WRITTEN PROBLEM →
Rewrite the rows from the line with "Greenhouse-scouting request: tag the curved" through the last line of the rows, keeping each request line unchanged. Shift every x and y coordinate in the answers down by 12.
:: GIVEN ENTRIES ::
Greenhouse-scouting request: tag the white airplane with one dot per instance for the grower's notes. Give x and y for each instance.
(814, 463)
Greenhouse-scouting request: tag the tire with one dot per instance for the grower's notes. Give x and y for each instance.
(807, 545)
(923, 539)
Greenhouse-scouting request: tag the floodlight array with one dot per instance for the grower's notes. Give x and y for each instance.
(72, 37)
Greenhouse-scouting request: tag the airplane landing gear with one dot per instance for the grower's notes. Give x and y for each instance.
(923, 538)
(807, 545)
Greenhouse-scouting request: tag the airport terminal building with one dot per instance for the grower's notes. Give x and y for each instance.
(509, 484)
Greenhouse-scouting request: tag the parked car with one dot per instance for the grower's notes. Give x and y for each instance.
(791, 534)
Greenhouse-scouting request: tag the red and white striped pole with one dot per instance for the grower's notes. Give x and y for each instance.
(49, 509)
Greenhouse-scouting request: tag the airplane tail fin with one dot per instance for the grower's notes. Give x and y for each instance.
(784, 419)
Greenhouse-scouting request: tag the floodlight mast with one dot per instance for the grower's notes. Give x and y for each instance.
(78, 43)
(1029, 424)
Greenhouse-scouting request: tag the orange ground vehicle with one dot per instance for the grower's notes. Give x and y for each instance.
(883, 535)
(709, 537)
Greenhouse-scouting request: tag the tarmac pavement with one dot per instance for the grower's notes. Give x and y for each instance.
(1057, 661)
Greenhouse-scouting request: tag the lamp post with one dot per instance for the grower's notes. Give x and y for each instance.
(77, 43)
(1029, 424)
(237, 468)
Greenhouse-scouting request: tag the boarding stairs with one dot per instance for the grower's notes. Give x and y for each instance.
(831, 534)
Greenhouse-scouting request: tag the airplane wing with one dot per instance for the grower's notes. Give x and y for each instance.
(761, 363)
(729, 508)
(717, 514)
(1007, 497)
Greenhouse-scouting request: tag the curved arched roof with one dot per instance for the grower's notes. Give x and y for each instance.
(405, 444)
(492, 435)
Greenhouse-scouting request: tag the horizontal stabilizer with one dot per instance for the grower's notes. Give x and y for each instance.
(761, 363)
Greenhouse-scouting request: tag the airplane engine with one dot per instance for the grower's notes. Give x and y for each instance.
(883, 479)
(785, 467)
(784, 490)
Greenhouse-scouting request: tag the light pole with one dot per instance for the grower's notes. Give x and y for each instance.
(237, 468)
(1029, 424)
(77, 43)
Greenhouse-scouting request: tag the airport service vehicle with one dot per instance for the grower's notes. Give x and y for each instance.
:::
SOLUTION FOR THIS PROBLEM →
Greenhouse-scouting request: tag the curved arched roof with one dot per instance for the grower's notes. Give x and y for each instance.
(393, 432)
(480, 423)
Greenhouse-scouting request: tag the horizontal stabilizer with one dot per instance for the grower's notes. Give x and y for each instance.
(749, 351)
Greenhouse-scouting request: tag the airplane engine with one dot per instance for the grower's notes. Give x and y for each instance.
(871, 467)
(773, 455)
(772, 478)
Greenhouse-scouting request: tag the light pole with one dot per instance for the grower's notes. Give x and y for each instance.
(225, 456)
(1017, 412)
(65, 31)
Greenhouse-scouting request: tag the airport service vehicle with one dot per instance for the grower's notes. Give x and y for each instance.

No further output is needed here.